BRIEF 1 —
Copy the rows from the line containing "Mark hooded jacket." through the line containing "[71,49,139,76]", keeping each line unchanged.

It amounts to almost 60,000 documents and the full text of all these documents has been reproduced on 4,000 reels of microfilm. Materials filmed include printed books, pamphlets, proclamations, government publications and broadsides printed between 1460 and 1860. This is the single most comprehensive and valuable collection in existence for researching the literature of economics and business and is also a major resource for the study of political and social history. It includes some material printed in non-English languages.
Its interest goes far beyond that of the economic historian. The collection also includes works on usury, demographic patterns in 18th century England, the textile industry and technological advance, Kameralwissenschaft, poverty and the work ethic, pre-Marxian socialism, Utopian socialism, to name but a few topics.
All titles in this collection are in the Catalogue. A search for the title "Goldsmiths' Kress" results in an alphabetical list of all titles in the collection. Each record contains a unique item number with which the pertinent microfilm can be located in the Microforms Room of the Library.
All the books available on microfilm and much more is now accessible online through the Making of the Modern World (MOMW) full-text database: "The Making of the Modern World: Goldsmiths' Kress Library of Economic Literature 1450-1850" provides digital facsimile images on every page of 61,000 works of literature on economic and business published from 1450 through 1850. Full-text searching on more than 12 million pages provides researchers unparalleled access to this vast collection of material on commerce, finance, social conditions, politics, trade and transport."

DATA PROVIDED —
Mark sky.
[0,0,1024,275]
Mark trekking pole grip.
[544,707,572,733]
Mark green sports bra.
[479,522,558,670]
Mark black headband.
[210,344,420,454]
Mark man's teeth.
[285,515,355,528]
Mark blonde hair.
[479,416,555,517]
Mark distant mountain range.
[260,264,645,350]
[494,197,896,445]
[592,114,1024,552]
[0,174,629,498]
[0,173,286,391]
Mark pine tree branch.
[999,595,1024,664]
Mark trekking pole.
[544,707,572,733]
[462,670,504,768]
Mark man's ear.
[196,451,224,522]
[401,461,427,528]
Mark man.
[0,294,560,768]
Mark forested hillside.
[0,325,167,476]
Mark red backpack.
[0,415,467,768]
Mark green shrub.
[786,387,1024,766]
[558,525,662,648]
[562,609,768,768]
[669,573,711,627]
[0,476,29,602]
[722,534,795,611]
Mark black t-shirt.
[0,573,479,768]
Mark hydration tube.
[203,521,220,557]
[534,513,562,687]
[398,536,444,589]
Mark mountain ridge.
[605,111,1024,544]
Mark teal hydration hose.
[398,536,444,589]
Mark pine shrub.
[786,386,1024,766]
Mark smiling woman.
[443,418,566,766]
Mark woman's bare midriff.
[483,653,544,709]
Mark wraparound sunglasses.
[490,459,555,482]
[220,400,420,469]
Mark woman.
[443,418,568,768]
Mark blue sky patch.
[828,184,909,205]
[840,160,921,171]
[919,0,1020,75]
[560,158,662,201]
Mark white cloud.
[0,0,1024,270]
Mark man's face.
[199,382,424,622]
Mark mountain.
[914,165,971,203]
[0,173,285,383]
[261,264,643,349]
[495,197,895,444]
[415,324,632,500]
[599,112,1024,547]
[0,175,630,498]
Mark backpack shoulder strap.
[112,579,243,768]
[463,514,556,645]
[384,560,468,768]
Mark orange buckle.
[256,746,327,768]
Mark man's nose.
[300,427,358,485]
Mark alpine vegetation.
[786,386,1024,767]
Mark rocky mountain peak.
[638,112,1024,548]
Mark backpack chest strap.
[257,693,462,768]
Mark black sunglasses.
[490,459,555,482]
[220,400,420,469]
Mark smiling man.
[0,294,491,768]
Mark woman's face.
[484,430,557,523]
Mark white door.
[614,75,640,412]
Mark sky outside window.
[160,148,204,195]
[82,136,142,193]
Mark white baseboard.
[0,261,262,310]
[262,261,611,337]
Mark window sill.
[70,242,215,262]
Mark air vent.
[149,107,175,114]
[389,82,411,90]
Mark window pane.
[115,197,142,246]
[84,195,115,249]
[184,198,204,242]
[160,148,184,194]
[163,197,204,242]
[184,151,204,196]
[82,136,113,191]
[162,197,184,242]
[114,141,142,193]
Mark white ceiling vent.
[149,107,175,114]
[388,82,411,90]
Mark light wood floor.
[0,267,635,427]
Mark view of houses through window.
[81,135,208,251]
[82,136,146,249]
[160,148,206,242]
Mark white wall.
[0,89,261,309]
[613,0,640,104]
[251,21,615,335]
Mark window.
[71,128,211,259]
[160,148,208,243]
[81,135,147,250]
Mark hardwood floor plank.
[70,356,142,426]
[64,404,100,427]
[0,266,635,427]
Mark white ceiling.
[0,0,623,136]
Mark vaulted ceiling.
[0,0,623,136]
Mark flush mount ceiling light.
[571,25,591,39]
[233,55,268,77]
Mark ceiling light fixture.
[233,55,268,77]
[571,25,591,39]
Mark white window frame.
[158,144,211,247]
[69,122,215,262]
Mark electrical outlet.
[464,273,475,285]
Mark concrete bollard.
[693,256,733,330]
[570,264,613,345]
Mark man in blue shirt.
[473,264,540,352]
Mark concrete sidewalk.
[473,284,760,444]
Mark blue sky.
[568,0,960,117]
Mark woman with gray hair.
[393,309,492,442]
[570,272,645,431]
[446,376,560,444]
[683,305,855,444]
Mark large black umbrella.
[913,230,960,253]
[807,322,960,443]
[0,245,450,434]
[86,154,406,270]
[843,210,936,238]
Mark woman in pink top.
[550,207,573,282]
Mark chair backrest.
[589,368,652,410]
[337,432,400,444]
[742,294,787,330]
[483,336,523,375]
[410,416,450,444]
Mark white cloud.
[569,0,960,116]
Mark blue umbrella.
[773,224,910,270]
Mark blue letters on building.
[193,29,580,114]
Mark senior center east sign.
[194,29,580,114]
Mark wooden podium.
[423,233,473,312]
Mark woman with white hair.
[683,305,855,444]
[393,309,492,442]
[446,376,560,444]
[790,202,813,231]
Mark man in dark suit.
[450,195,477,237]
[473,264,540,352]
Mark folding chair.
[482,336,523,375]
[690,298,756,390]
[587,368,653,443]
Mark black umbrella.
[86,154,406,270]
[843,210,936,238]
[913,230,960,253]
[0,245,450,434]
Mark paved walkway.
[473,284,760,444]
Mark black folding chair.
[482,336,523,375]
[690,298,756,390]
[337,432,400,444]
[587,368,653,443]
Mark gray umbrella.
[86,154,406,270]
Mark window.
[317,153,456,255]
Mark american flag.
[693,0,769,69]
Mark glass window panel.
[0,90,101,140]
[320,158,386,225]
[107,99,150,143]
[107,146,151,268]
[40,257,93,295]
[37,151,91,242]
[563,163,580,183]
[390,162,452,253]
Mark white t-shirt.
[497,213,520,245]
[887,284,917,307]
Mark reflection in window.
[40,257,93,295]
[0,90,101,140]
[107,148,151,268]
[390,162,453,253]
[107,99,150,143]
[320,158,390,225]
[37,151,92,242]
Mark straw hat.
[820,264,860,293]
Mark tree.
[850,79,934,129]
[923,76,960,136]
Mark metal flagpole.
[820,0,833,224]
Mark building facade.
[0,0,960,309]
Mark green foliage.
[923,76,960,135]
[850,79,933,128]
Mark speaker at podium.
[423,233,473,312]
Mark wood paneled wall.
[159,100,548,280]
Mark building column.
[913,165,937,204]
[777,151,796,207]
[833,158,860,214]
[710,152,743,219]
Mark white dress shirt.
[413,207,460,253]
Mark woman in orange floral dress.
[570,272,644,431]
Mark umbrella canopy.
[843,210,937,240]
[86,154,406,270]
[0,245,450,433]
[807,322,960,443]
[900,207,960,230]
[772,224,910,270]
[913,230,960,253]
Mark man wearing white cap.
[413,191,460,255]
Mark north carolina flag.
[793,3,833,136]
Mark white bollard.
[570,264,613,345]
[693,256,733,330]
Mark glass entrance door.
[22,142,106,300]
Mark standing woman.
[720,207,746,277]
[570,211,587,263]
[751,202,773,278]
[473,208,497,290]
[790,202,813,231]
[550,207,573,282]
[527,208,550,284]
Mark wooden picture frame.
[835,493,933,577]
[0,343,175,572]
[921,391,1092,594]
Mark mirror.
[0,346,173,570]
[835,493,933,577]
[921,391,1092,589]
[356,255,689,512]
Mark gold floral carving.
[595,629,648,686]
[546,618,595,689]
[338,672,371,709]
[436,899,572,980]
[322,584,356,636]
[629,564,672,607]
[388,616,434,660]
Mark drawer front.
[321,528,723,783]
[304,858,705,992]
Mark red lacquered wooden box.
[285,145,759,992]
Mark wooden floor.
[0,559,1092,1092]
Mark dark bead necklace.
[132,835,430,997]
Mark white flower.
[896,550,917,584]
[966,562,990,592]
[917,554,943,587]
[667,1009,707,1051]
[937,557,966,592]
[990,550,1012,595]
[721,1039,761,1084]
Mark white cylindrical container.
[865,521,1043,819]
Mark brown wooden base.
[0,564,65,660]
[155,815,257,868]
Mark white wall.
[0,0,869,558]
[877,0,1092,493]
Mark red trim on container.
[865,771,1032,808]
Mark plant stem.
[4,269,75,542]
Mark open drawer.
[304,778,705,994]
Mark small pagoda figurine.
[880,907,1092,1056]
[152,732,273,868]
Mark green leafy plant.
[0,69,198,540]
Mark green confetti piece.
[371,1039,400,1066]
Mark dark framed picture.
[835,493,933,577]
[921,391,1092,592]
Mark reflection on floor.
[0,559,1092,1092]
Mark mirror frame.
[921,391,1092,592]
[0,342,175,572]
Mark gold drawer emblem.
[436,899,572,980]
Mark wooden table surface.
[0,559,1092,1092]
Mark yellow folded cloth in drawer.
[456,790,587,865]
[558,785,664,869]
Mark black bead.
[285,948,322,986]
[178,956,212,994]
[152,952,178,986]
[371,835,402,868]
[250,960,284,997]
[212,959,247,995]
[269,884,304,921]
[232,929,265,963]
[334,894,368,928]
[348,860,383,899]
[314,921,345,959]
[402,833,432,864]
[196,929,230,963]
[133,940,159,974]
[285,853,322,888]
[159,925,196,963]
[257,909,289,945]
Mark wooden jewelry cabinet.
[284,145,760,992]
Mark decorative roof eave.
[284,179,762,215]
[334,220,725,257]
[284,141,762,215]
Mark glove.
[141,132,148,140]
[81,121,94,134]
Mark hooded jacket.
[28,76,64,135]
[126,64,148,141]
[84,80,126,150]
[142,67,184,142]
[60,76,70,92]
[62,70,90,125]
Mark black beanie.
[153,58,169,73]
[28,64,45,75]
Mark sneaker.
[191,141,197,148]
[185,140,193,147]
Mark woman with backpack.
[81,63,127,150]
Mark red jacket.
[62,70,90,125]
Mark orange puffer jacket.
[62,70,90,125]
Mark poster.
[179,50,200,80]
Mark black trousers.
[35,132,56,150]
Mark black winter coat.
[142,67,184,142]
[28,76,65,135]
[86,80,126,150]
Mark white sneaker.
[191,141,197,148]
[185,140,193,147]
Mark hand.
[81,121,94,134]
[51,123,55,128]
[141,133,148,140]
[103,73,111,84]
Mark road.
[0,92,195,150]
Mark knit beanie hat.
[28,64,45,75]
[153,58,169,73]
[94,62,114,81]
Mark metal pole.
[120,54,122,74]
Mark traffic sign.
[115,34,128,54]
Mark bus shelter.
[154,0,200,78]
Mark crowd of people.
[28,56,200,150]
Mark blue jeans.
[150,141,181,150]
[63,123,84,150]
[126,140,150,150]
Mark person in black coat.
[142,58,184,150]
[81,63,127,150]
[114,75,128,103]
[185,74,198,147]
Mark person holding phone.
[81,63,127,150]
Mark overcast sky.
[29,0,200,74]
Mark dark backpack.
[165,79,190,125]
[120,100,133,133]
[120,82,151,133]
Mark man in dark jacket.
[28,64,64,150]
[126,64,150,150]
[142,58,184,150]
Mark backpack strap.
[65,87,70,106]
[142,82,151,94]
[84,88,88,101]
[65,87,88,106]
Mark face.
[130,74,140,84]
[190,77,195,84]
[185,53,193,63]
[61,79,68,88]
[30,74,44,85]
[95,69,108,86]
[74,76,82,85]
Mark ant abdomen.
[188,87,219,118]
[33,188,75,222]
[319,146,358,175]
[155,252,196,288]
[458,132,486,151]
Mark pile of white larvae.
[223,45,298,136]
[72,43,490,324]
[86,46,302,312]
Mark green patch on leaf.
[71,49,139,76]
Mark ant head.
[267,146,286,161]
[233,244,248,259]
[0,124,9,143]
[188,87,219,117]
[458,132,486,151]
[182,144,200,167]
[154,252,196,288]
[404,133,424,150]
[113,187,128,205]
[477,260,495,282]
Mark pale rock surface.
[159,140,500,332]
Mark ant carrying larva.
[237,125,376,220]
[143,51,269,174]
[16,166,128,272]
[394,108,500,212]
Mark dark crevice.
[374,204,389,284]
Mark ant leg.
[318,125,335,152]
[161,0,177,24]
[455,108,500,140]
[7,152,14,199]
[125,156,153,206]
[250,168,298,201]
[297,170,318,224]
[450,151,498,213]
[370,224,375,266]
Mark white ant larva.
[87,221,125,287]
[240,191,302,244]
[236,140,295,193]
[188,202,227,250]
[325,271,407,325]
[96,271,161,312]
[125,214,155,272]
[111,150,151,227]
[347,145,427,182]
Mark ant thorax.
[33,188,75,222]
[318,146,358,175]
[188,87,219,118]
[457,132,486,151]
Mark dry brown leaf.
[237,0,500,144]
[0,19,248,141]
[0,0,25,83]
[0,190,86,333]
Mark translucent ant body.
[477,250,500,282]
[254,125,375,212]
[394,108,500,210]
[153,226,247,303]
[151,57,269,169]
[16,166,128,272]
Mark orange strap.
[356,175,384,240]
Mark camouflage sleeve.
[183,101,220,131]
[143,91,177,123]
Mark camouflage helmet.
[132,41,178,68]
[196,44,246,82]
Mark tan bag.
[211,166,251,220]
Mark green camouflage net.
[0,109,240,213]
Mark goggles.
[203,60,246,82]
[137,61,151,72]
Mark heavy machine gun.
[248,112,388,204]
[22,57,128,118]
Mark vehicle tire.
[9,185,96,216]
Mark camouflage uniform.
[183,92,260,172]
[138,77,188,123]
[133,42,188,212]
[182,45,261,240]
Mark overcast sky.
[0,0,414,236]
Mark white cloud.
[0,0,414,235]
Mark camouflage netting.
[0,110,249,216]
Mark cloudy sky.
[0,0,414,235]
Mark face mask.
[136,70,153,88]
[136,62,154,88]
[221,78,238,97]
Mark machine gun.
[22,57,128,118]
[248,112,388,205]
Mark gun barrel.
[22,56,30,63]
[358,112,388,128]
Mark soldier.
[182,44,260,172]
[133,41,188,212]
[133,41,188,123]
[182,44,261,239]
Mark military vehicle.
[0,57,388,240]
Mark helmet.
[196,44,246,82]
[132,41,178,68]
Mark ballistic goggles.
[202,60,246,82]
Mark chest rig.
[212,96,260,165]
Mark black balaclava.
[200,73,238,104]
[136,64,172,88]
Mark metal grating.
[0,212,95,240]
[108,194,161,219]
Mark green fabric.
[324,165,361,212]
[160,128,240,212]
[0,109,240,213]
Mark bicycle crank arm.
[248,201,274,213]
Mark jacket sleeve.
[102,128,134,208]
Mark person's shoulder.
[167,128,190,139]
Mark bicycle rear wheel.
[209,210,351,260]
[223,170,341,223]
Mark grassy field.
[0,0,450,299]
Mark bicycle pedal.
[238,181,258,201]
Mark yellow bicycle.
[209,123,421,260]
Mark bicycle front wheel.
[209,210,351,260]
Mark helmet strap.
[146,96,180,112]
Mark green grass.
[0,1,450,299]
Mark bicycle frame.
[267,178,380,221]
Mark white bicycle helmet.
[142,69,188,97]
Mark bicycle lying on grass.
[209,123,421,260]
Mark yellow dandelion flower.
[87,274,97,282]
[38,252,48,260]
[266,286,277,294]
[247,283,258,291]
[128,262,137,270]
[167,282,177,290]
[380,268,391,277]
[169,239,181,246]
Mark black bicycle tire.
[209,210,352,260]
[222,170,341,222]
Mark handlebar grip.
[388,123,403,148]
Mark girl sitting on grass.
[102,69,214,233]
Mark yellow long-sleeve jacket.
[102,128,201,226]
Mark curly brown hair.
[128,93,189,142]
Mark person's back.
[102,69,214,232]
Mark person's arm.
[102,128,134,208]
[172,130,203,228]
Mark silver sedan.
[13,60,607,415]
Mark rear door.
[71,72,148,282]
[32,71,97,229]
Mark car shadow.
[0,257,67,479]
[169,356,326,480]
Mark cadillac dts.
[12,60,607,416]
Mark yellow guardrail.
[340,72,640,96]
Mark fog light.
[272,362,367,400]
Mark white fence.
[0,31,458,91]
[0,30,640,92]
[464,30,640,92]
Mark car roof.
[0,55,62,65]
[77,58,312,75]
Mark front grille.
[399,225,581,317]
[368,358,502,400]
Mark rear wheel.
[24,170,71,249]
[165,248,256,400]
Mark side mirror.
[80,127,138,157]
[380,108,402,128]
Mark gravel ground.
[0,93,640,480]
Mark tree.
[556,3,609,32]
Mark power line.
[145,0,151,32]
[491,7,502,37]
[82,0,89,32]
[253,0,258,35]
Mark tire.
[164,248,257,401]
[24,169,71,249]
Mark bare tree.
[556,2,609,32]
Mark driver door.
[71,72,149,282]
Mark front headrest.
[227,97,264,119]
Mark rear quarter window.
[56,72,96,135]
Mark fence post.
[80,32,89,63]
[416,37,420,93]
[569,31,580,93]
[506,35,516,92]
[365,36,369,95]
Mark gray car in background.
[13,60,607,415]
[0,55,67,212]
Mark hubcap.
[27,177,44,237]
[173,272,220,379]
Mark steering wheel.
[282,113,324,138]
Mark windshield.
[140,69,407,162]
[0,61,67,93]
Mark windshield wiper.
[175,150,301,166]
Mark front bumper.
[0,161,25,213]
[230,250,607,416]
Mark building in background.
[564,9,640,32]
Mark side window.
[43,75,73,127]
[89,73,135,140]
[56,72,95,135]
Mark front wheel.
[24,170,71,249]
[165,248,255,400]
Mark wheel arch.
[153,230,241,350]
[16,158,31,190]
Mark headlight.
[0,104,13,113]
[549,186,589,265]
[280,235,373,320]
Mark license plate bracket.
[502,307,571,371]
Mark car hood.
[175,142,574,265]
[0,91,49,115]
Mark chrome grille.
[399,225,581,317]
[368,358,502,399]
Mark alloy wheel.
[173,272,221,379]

BRIEF 2 —
Using the passage on the Goldsmiths' Kress collection, answer the following:
(a) On how many reels of microfilm has the full text been reproduced?
(b) In which room of the Library can the microfilm be located?
(c) On how many pages does the online database offer full-text searching?

COMPLETE ANSWER 1 —
Mark hooded jacket.
[28,76,64,135]
[126,64,148,141]
[84,80,126,150]
[142,67,184,142]
[60,76,70,92]
[62,70,90,125]
Mark black beanie.
[153,58,169,73]
[28,64,45,75]
Mark sneaker.
[191,141,197,148]
[185,140,193,147]
Mark woman with backpack.
[81,63,127,150]
Mark red jacket.
[62,70,90,125]
Mark orange puffer jacket.
[62,70,90,125]
Mark poster.
[179,50,200,80]
Mark black trousers.
[35,132,56,150]
Mark black winter coat.
[142,67,184,142]
[28,76,65,135]
[86,80,126,150]
Mark white sneaker.
[191,141,197,148]
[185,140,193,147]
Mark hand.
[81,121,94,134]
[51,123,55,128]
[141,133,148,140]
[103,73,111,84]
Mark road.
[0,92,195,150]
Mark knit beanie hat.
[28,64,45,75]
[153,58,169,73]
[94,62,114,81]
Mark metal pole.
[120,54,122,74]
Mark traffic sign.
[115,34,128,54]
Mark bus shelter.
[154,0,200,78]
Mark crowd of people.
[28,56,200,150]
Mark blue jeans.
[150,141,181,150]
[63,123,84,150]
[126,140,150,150]
Mark person in black coat.
[142,58,184,150]
[81,63,127,150]
[114,75,128,103]
[185,74,198,147]
Mark person holding phone.
[81,63,127,150]
Mark overcast sky.
[29,0,200,74]
Mark dark backpack.
[165,79,190,125]
[120,100,133,133]
[120,82,151,133]
Mark man in dark jacket.
[28,64,64,150]
[126,64,150,150]
[142,58,184,150]
Mark backpack strap.
[65,87,70,106]
[142,82,151,94]
[84,88,88,101]
[65,87,88,106]
Mark face.
[130,74,140,84]
[190,77,195,84]
[185,53,193,63]
[61,79,68,88]
[30,74,44,85]
[95,69,108,86]
[74,76,82,85]
Mark ant abdomen.
[188,87,219,118]
[33,188,75,222]
[319,146,358,175]
[155,252,196,288]
[458,132,486,151]
Mark pile of white larvae.
[223,45,298,136]
[72,43,490,324]
[86,46,302,312]
Mark green patch on leaf.
[71,49,139,76]

COMPLETE ANSWER 2 —
(a) 4,000 reels
(b) The Microforms Room
(c) More than 12 million pages